_Text passage_
● ● ● ● ● ● ●

SceneDiff: A Benchmark and Method for Multiview Object Change Detection

Yuqun Wu · Chih-hao Lin · Henry Che · Aditi Tiwari · Chuhang Zou · Shenlong Wang · Derek Hoiem

This repository contains the code for the paper SceneDiff: A Benchmark and Method for Multiview Object Change Detection. We investigate the problem of identifying objects that have been changed between a pair of captures of the same scene at different times, introducing the first object-level multiview change detection benchmark and a new training-free method.

SceneDiff Benchmark

Download the SceneDiff benchmark dataset from 🤗 Hugging Face.

mkdir data && cd data
wget https://huggingface.co/datasets/yuqun/SceneDiff/resolve/main/scenediff_benchmark.zip
unzip scenediff_bechmark.zip

Dataset Structure

scenediff_benchmark/
├── data/                          # 350 sequence pairs
│   ├── sequence_pair_1/
│   │   ├── original_video1.mp4    # Raw video before change
│   │   ├── original_video2.mp4    # Raw video after change
│   │   ├── video1.mp4             # Video with annotation mask (before)
│   │   ├── video2.mp4             # Video with annotation mask (after)
│   │   ├── segments.pkl           # Dense segmentation masks for evaluation
│   │   └── metadata.json          # Sequence metadata
│   ├── sequence_pair_2/
│   │   └── ...
│   └── ...
├── splits/                        # Val/Test splits
│   ├── val_split.json
│   └── test_split.json
└── vis/                           # Visualization tools
    ├── visualizer.py              # Flask-based web viewer
    ├── requirements.txt
    └── templates/

About segments.pkl: See the detailed description here.

Visualization: For better visualization, run the command:

cd data/scenediff_benchmark/vis && pip install -r requirements.txt
python visualizer.py

Evaluation

We expect the method predictions have following structures:

output_dir/
├── sequence_pair_1/
│   └── object_masks.pkl           # Dense segmentations of changed objects (for evaluation)
├── sequence_pair_2/
└── ...

with object_masks.pkl following this structure:

object_masks = {
    'H': int,                           # Image height
    'W': int,                           # Image width
    'video_1': {                        # Objects existing in video_1
        'object_id_1': {                # Integer ID for each detected object
            'frame_id_1': {             # Integer frame number
                'mask': RLE_Mask,       # Run-length encoded mask
                'cost': float           # Confidence score of the prediction
            },
            ...

● ● ● ● ● ● ●

_Extracted material_
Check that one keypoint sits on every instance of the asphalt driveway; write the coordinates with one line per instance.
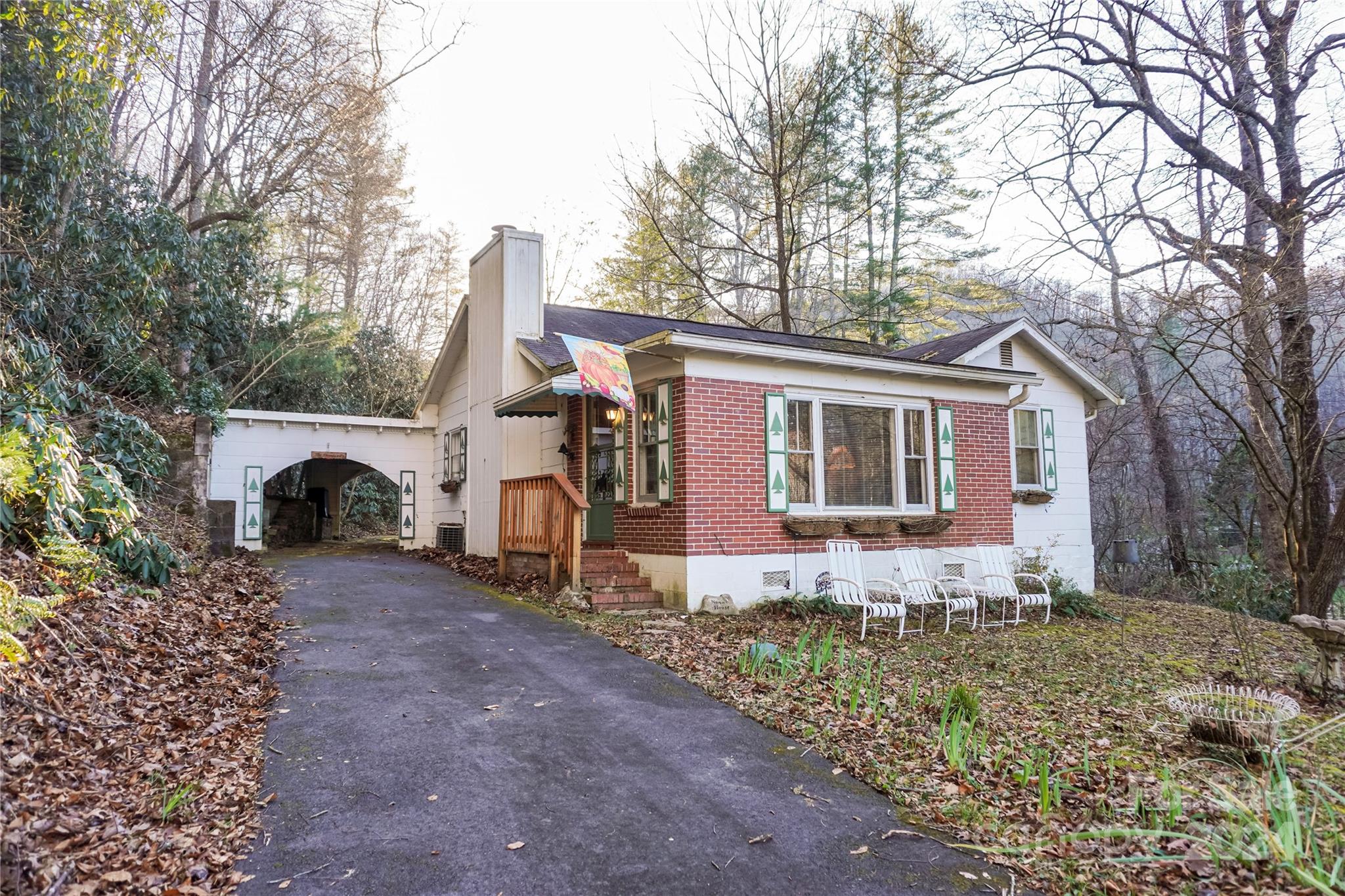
(427, 725)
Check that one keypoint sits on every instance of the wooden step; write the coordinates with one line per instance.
(613, 580)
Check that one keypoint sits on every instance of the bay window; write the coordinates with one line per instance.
(847, 457)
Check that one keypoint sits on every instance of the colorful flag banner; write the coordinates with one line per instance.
(603, 370)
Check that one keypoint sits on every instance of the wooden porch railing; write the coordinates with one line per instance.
(542, 515)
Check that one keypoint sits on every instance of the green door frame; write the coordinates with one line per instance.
(599, 471)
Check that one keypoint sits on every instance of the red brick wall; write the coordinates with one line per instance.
(718, 495)
(726, 471)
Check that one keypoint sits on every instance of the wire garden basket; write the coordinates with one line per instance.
(1234, 716)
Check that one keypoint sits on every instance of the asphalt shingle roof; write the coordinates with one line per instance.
(622, 328)
(946, 350)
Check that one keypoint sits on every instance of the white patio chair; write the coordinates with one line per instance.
(876, 598)
(920, 589)
(1001, 584)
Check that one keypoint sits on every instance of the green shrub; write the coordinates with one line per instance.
(806, 605)
(1241, 585)
(132, 446)
(1067, 598)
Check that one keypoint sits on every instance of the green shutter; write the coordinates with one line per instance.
(663, 419)
(944, 441)
(1048, 450)
(407, 512)
(776, 454)
(622, 494)
(252, 503)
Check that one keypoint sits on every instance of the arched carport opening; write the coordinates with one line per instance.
(328, 499)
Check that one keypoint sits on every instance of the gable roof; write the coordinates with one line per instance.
(622, 328)
(947, 350)
(959, 349)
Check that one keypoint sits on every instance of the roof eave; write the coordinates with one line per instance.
(1097, 390)
(841, 359)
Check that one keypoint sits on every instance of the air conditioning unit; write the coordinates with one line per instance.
(451, 536)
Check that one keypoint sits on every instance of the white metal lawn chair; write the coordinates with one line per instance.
(1001, 584)
(920, 589)
(876, 598)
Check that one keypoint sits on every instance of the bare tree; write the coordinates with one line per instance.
(1212, 96)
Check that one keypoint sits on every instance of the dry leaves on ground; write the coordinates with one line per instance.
(133, 739)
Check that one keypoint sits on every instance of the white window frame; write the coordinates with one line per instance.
(893, 408)
(1013, 446)
(811, 452)
(929, 457)
(450, 453)
(640, 496)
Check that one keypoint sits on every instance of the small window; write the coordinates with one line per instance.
(1026, 449)
(648, 449)
(801, 453)
(450, 538)
(915, 458)
(455, 456)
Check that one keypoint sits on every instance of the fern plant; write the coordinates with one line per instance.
(18, 612)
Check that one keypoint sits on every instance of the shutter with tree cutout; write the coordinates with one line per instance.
(947, 459)
(1048, 449)
(776, 456)
(621, 454)
(663, 421)
(407, 512)
(252, 503)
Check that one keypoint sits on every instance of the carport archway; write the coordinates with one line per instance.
(313, 500)
(257, 445)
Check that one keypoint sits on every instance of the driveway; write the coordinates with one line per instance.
(427, 725)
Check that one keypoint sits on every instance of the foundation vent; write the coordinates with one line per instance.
(451, 538)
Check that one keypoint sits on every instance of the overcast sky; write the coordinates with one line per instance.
(522, 123)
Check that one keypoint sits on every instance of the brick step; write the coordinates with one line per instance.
(608, 580)
(602, 554)
(599, 567)
(627, 601)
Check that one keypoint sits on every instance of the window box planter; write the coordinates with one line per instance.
(872, 524)
(926, 524)
(814, 526)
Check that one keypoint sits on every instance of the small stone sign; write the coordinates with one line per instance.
(720, 605)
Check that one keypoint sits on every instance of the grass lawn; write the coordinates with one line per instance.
(1063, 742)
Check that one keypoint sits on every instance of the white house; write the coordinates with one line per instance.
(743, 440)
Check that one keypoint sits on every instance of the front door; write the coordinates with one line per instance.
(603, 417)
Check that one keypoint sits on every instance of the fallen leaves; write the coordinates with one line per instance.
(143, 699)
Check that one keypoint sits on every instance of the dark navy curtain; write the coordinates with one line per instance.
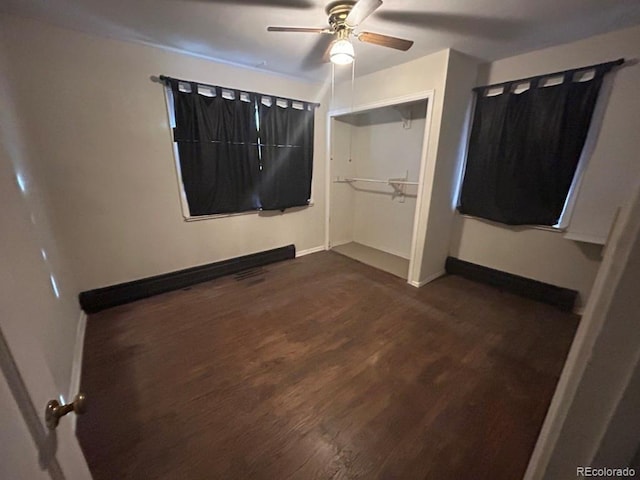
(524, 149)
(286, 135)
(217, 143)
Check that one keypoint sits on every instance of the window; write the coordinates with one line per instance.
(241, 151)
(525, 145)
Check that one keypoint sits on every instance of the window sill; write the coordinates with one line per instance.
(200, 218)
(518, 227)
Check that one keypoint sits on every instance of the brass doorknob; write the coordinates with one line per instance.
(54, 410)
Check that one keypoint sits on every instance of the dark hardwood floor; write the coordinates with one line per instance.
(320, 368)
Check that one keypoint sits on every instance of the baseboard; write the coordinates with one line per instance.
(76, 367)
(99, 299)
(429, 279)
(341, 242)
(309, 251)
(563, 298)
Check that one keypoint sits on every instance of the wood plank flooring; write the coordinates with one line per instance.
(320, 368)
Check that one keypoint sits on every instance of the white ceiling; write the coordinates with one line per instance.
(235, 31)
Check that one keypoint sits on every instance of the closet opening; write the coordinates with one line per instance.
(375, 184)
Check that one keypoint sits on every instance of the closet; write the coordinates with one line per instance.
(376, 157)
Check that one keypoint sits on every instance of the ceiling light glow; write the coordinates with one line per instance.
(342, 52)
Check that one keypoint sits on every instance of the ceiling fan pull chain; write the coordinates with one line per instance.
(353, 79)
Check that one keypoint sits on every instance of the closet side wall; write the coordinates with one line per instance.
(341, 194)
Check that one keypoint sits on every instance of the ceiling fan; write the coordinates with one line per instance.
(344, 18)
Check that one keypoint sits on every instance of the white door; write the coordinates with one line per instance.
(32, 354)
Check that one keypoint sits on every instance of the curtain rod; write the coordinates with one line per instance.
(612, 64)
(166, 80)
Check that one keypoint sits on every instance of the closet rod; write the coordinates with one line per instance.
(375, 180)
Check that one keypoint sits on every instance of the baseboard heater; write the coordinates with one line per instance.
(93, 301)
(563, 298)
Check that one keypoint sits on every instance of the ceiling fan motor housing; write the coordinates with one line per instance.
(338, 12)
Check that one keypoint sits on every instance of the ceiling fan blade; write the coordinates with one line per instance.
(361, 10)
(385, 41)
(299, 29)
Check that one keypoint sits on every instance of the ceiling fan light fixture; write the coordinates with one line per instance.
(342, 52)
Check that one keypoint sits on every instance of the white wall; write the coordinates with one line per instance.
(100, 129)
(612, 170)
(342, 195)
(445, 173)
(382, 148)
(593, 419)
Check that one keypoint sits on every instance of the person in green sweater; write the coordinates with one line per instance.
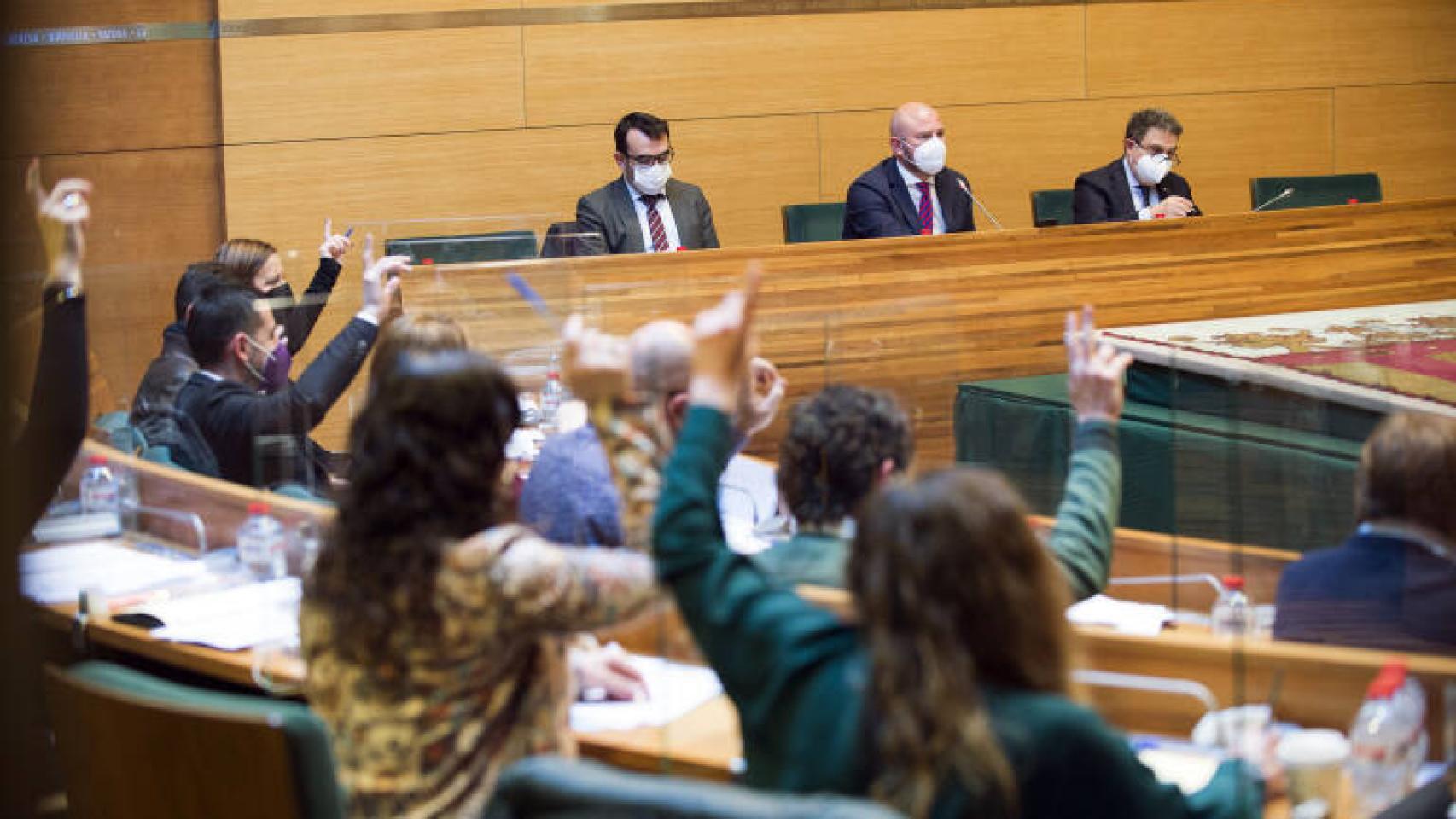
(951, 697)
(847, 441)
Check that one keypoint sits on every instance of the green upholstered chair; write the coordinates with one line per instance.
(550, 787)
(1051, 206)
(1313, 191)
(134, 745)
(816, 222)
(460, 249)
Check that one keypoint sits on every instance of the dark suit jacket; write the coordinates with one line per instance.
(1103, 194)
(1375, 591)
(233, 416)
(878, 204)
(610, 212)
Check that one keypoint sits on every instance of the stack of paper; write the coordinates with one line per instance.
(59, 573)
(233, 619)
(673, 691)
(1124, 616)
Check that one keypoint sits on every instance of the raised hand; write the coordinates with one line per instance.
(61, 214)
(1094, 369)
(724, 345)
(335, 247)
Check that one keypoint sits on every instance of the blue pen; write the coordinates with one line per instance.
(533, 299)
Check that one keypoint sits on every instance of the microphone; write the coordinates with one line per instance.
(1278, 197)
(1163, 194)
(967, 188)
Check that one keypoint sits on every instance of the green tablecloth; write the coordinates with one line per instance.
(1185, 473)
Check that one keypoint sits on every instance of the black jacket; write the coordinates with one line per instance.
(1103, 194)
(878, 204)
(262, 439)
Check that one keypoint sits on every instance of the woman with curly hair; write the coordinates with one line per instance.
(435, 633)
(951, 697)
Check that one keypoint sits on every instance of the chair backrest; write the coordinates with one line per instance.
(134, 745)
(476, 247)
(1313, 191)
(816, 222)
(552, 787)
(1051, 206)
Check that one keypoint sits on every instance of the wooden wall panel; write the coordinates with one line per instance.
(1010, 150)
(361, 84)
(153, 212)
(111, 98)
(1225, 45)
(1406, 134)
(792, 64)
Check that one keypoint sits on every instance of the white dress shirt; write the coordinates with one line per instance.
(663, 210)
(913, 183)
(1144, 198)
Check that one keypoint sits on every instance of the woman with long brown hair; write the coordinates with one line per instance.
(435, 631)
(951, 697)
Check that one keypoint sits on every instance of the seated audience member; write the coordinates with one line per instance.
(645, 210)
(951, 697)
(569, 497)
(435, 633)
(1392, 585)
(911, 192)
(1138, 185)
(262, 439)
(257, 265)
(847, 441)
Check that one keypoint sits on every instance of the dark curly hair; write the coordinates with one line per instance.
(428, 451)
(830, 457)
(954, 594)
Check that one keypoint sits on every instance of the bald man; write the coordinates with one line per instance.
(911, 192)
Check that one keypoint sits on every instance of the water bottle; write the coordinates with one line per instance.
(1232, 613)
(101, 493)
(262, 544)
(552, 394)
(1386, 741)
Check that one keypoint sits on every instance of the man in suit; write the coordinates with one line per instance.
(644, 210)
(1392, 584)
(1140, 183)
(911, 192)
(261, 439)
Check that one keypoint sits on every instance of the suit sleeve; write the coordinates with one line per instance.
(705, 217)
(593, 227)
(1088, 202)
(305, 315)
(870, 214)
(45, 447)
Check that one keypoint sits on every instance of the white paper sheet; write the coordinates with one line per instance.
(1124, 616)
(233, 619)
(673, 691)
(57, 575)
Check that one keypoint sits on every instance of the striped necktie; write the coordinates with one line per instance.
(654, 224)
(926, 208)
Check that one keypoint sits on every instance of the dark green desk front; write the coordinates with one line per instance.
(1183, 473)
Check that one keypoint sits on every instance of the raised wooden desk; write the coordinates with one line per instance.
(922, 315)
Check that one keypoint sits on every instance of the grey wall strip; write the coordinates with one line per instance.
(492, 18)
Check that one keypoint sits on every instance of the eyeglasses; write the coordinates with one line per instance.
(649, 160)
(1158, 150)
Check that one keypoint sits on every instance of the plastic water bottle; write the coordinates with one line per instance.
(262, 544)
(1232, 613)
(101, 492)
(1386, 741)
(552, 394)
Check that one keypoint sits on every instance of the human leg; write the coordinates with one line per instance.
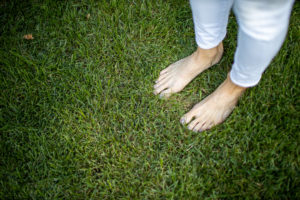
(210, 21)
(263, 26)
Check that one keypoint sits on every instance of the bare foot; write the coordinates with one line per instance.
(175, 77)
(215, 108)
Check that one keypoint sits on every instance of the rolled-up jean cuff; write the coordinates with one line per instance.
(242, 80)
(209, 45)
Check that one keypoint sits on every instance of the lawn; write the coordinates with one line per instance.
(78, 118)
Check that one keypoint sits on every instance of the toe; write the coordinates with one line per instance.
(192, 125)
(166, 93)
(166, 70)
(162, 77)
(198, 127)
(206, 126)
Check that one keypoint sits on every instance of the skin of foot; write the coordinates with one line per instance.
(215, 108)
(176, 76)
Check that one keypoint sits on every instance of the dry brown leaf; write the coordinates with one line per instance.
(28, 37)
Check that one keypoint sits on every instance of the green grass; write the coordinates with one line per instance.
(78, 118)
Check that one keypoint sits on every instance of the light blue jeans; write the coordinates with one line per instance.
(263, 25)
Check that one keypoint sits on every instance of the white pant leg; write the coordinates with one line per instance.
(263, 25)
(210, 21)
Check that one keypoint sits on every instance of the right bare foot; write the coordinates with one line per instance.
(175, 77)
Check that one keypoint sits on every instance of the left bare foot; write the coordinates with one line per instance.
(215, 108)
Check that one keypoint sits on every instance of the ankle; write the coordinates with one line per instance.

● ● ● ● ● ● ●

_Stated task A_
List every file that the SceneDiff page shows inside a single sequence pair folder of the benchmark data.
_Stated task B_
Extend the SceneDiff page, picking up right after its last line.
The rows are separate material from the SceneDiff page.

_Written reply A_
original_video1.mp4, original_video2.mp4, video1.mp4, video2.mp4, segments.pkl, metadata.json

_Written reply B_
        },
        ...
    },
    'video_2': {                        # Objects existing in video_2
        'object_id_1': {                # Integer ID for each detected object
            'frame_id_1': {             # Integer frame number
                'mask': RLE_Mask,       # Run-length encoded mask
                'cost': float           # Confidence score of the prediction
            },
            ...
        },
        ...
    }
}

Then the evaluation script can be run with:

python scripts/evaluate_multiview.py \
    --pred_dir ${OUTPUT_DIR} \
    --duplicate_match_threshold 2 \
    --per_frame_duplicate_match_threshold 2 \
    --splits val \
    --sets varied \
    --output_path ${OUTPUT_FILE_PATH} \
    --visualize False

Arguments:

--duplicate_match_threshold: Tolerance for duplicate objects across frames (default: 2)
--per_frame_duplicate_match_threshold: Tolerance for duplicate regions per frame (default: 2)
--splits: Choose from val, test, or all
--sets: Choose from varied, kitchen, or All
--visualize: Set to True to save visualization outputs

Output: The evaluation results will be saved to ${OUTPUT_FILE_PATH}

Getting Started

Installation

Clone this repository with submodules:

git clone --recursive https://github.com/yuqunw/scene_diff.git
cd scene_diff

Create conda environment and install dependencies:

conda create -n scene_diff python=3.10 -y
conda activate scene_diff
pip install torch==2.5.1 torchvision==0.20.1 torchaudio==2.5.1 --index-url https://download.pytorch.org/whl/cu121 # Install the pytorch fitting your nvcc version 
pip install -r requirements.txt
pip install torch-scatter -f https://data.pyg.org/whl/torch-2.5.1+cu121.html # install torch_scatter

Install submodules:

# Install segment-anything submodule
cd submodules/segment-anything-langsplat-modified
pip install -e .
cd ../..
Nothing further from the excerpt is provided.